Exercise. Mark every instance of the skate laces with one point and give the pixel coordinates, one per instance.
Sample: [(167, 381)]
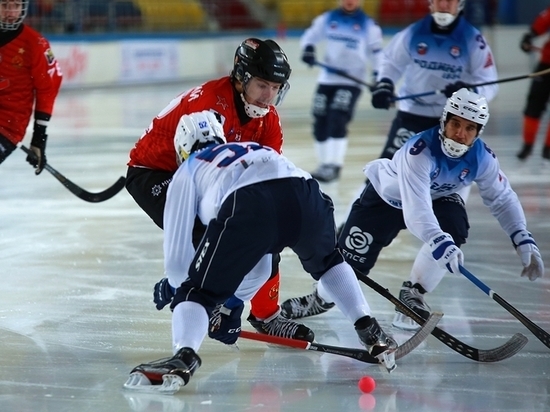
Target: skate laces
[(412, 297), (308, 305)]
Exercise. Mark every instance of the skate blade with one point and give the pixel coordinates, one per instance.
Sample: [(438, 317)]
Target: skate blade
[(403, 322), (137, 381), (387, 361)]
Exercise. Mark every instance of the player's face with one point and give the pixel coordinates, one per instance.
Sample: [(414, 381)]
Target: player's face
[(445, 6), (10, 10), (261, 92), (461, 130), (350, 5)]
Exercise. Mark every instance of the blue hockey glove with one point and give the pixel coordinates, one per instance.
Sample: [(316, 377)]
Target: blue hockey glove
[(453, 87), (382, 94), (308, 55), (526, 44), (225, 324), (446, 253), (163, 293)]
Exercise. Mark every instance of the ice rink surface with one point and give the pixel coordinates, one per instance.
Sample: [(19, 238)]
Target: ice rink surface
[(76, 312)]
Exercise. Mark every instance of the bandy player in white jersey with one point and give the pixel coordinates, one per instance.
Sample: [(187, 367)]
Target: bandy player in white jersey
[(353, 43), (255, 203), (442, 51), (418, 189)]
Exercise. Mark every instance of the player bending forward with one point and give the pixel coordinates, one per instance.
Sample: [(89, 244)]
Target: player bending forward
[(255, 203), (417, 190)]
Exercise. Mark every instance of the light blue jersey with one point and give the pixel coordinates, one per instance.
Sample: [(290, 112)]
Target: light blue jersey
[(353, 41), (420, 172), (429, 60)]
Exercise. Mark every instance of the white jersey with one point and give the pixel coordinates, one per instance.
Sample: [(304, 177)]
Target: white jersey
[(353, 41), (428, 61), (420, 172), (203, 182)]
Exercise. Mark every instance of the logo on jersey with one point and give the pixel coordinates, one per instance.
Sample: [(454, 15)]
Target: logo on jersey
[(358, 241), (202, 255), (455, 51), (422, 48), (50, 58), (463, 174)]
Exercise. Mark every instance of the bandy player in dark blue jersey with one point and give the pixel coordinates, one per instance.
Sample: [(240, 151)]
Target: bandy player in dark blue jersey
[(418, 189)]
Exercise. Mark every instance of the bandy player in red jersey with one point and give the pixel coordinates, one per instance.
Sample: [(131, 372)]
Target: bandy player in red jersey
[(245, 102), (29, 77)]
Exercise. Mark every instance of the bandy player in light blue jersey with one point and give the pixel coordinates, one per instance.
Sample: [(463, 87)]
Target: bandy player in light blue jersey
[(353, 42), (442, 51), (418, 189)]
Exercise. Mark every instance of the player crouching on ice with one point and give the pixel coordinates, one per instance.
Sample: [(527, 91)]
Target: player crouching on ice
[(419, 189), (255, 203)]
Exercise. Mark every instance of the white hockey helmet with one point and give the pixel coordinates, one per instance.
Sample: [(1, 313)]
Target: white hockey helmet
[(444, 19), (12, 13), (196, 130), (468, 105)]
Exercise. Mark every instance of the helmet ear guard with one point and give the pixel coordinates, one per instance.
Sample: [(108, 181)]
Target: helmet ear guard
[(263, 59), (195, 131), (5, 26)]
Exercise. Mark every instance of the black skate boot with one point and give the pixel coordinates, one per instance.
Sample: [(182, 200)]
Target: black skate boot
[(277, 325), (302, 307), (326, 173), (165, 372), (373, 337), (525, 151), (413, 297)]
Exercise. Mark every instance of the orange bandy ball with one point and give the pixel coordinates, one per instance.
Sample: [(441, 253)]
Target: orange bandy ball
[(366, 384)]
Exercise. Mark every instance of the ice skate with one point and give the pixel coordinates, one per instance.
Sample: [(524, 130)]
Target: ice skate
[(413, 297), (376, 341), (525, 151), (302, 307), (165, 375), (326, 173), (277, 325)]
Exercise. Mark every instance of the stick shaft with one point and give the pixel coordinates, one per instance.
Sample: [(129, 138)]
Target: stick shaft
[(508, 349), (343, 73), (505, 80), (77, 190), (358, 354), (541, 334)]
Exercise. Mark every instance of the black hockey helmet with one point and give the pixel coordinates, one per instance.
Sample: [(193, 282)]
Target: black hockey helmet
[(10, 21), (262, 59)]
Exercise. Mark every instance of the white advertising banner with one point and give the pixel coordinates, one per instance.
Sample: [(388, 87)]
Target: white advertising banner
[(149, 61)]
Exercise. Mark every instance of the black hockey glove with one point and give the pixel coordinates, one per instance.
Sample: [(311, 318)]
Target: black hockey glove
[(453, 87), (526, 43), (308, 55), (37, 158), (163, 293), (382, 94), (225, 324)]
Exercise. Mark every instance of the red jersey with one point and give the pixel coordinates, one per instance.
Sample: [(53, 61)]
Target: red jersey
[(540, 26), (155, 149), (29, 77)]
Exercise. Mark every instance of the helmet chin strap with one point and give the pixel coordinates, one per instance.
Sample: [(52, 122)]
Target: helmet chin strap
[(252, 110), (451, 148), (443, 19)]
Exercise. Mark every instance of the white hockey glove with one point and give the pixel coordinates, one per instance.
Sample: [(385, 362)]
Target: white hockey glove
[(446, 253), (526, 248)]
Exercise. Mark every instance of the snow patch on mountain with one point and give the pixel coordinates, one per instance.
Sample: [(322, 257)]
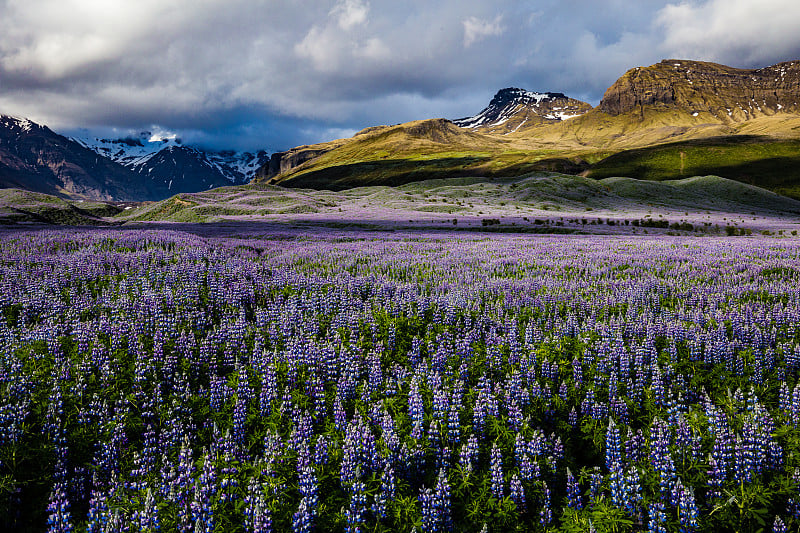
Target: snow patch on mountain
[(508, 103), (137, 152)]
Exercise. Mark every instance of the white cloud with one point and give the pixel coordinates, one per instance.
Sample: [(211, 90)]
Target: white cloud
[(208, 65), (744, 32), (350, 13), (476, 29)]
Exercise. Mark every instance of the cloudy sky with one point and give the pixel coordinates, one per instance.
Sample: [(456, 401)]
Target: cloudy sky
[(249, 74)]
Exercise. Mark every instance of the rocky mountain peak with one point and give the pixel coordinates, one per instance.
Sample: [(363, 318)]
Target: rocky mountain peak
[(697, 87), (512, 108)]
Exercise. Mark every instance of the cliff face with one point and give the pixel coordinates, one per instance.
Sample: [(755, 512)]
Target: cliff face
[(730, 94)]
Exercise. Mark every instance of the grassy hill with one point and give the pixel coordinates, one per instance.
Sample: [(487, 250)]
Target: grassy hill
[(756, 160), (19, 206), (532, 195)]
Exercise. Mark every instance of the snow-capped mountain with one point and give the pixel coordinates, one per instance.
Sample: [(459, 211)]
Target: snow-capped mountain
[(33, 157), (165, 158), (513, 108)]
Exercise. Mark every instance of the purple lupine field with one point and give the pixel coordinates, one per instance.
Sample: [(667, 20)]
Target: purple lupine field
[(156, 380)]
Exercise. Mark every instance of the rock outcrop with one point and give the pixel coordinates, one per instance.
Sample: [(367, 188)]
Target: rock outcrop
[(513, 108), (695, 87)]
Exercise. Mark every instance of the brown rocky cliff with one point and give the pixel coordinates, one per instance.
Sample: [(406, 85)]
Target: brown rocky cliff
[(731, 94)]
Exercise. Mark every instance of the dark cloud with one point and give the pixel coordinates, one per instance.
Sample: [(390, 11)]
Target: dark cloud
[(273, 73)]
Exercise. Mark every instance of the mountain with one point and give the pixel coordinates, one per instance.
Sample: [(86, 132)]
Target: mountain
[(34, 158), (513, 108), (144, 167), (724, 93), (658, 122), (165, 160), (413, 151)]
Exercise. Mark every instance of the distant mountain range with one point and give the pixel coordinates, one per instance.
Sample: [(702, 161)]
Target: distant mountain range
[(513, 108), (144, 167), (670, 120)]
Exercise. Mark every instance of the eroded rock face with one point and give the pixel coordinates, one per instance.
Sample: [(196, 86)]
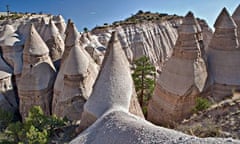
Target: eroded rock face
[(154, 40), (79, 77), (236, 18), (38, 74), (75, 78), (117, 127), (113, 88), (182, 79), (92, 46), (12, 48), (8, 98), (54, 42), (60, 24), (223, 57)]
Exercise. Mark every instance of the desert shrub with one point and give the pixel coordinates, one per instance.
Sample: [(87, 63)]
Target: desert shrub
[(201, 104), (36, 129), (144, 80), (207, 128), (5, 119)]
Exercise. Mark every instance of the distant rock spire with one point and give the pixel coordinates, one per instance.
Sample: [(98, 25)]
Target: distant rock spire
[(38, 74), (236, 13), (236, 17), (225, 35), (75, 79), (113, 87), (34, 44), (189, 25), (76, 85), (224, 20), (54, 42), (72, 38), (7, 30), (182, 78), (223, 57), (60, 24), (12, 47)]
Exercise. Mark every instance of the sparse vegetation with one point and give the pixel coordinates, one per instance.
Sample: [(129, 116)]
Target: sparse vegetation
[(144, 80), (201, 104), (36, 129), (207, 128), (85, 29)]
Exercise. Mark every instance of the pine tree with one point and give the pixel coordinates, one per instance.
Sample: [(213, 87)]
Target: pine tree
[(144, 80)]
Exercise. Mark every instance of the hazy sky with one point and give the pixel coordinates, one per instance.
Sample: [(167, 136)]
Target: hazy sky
[(89, 13)]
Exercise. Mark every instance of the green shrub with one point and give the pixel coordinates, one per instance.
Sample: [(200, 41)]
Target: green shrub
[(36, 129), (201, 104), (5, 119)]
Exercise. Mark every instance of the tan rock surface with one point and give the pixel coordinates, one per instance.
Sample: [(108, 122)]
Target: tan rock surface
[(223, 57), (118, 127), (113, 88), (34, 87), (54, 42), (182, 79)]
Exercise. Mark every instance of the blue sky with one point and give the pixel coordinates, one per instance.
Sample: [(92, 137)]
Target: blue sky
[(89, 13)]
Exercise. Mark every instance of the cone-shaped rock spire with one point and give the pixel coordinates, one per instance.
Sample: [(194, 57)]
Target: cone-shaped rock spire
[(236, 13), (190, 24), (36, 82), (182, 79), (60, 23), (72, 38), (224, 20), (34, 44), (12, 48), (75, 79), (236, 17), (54, 41), (224, 57), (113, 88)]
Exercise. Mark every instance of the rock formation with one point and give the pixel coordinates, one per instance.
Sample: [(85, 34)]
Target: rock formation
[(113, 88), (38, 74), (8, 98), (54, 42), (75, 78), (223, 57), (107, 110), (182, 79), (60, 24), (79, 77), (92, 45), (236, 18), (71, 40), (12, 47), (118, 127)]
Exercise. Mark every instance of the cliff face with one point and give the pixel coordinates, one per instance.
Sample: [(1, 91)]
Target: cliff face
[(153, 39)]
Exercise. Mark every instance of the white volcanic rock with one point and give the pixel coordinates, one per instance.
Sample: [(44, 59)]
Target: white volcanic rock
[(12, 47), (113, 88), (79, 78), (71, 40), (75, 79), (38, 74), (60, 24), (120, 127), (92, 46), (54, 41), (223, 57), (236, 18), (182, 79)]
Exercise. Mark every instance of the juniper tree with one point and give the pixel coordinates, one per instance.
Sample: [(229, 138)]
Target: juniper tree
[(144, 80)]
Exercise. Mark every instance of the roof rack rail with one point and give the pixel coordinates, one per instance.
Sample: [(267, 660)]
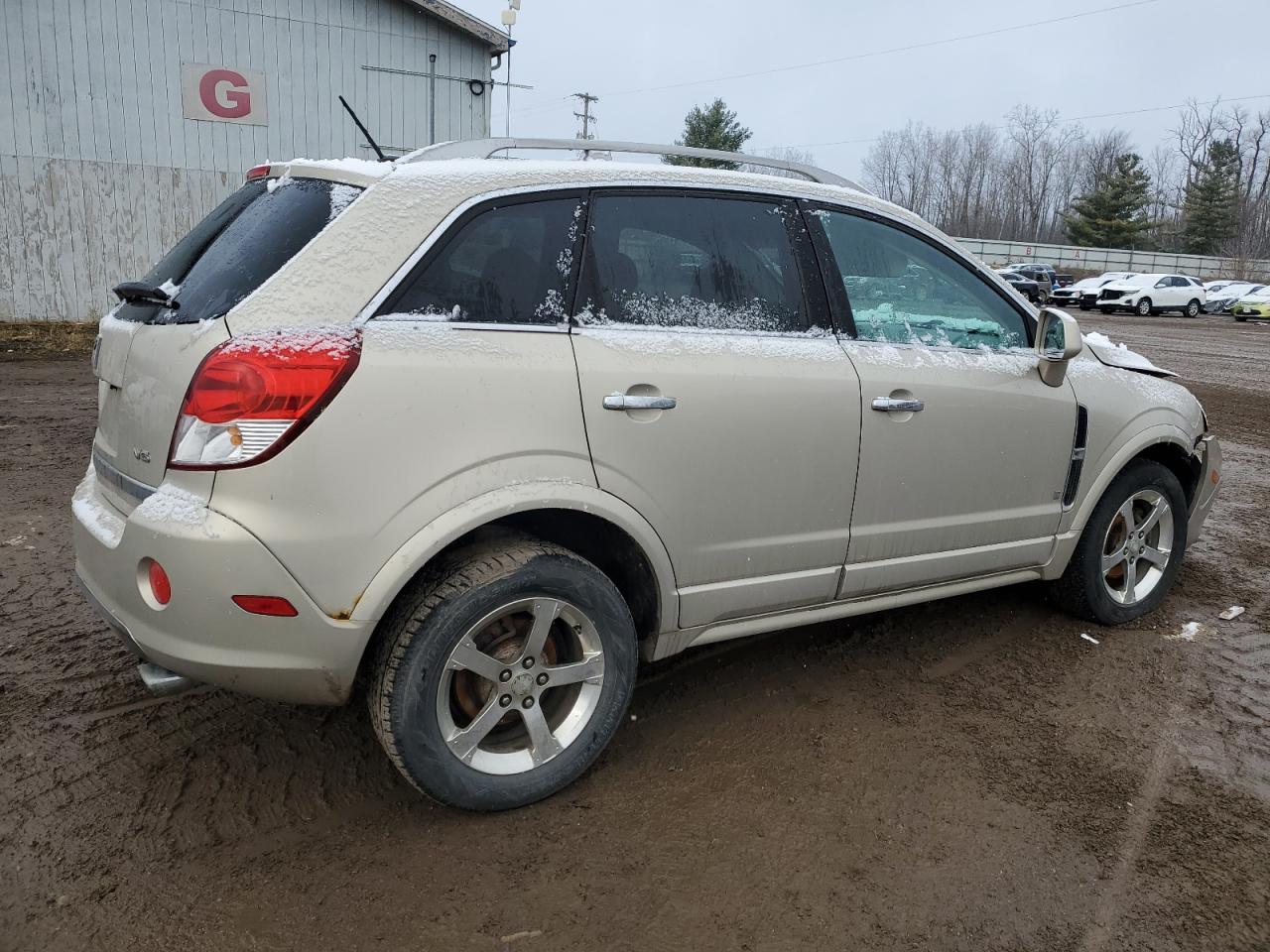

^^^^

> Task details
Please rewrite the records, starting at the line that has "Exercise. Mark every instance of the white hockey helmet" and stopping after the line that has "[(263, 59), (195, 131), (5, 26)]", switching "pixel coordinates" to "pixel positions" and keeping everything else the same.

> Reply
Exercise. Mark every instance of the white hockey helmet with one point and give the pixel positions, one per instance.
Sample: [(1, 313)]
Target: white hockey helmet
[(444, 19), (12, 13), (196, 130), (468, 105)]
Exercise. Mark every instance of the helmet ear guard with one point and give the pixel positions, one per instance.
Sample: [(108, 181)]
Target: helmet ear guard
[(263, 59), (195, 131), (5, 26)]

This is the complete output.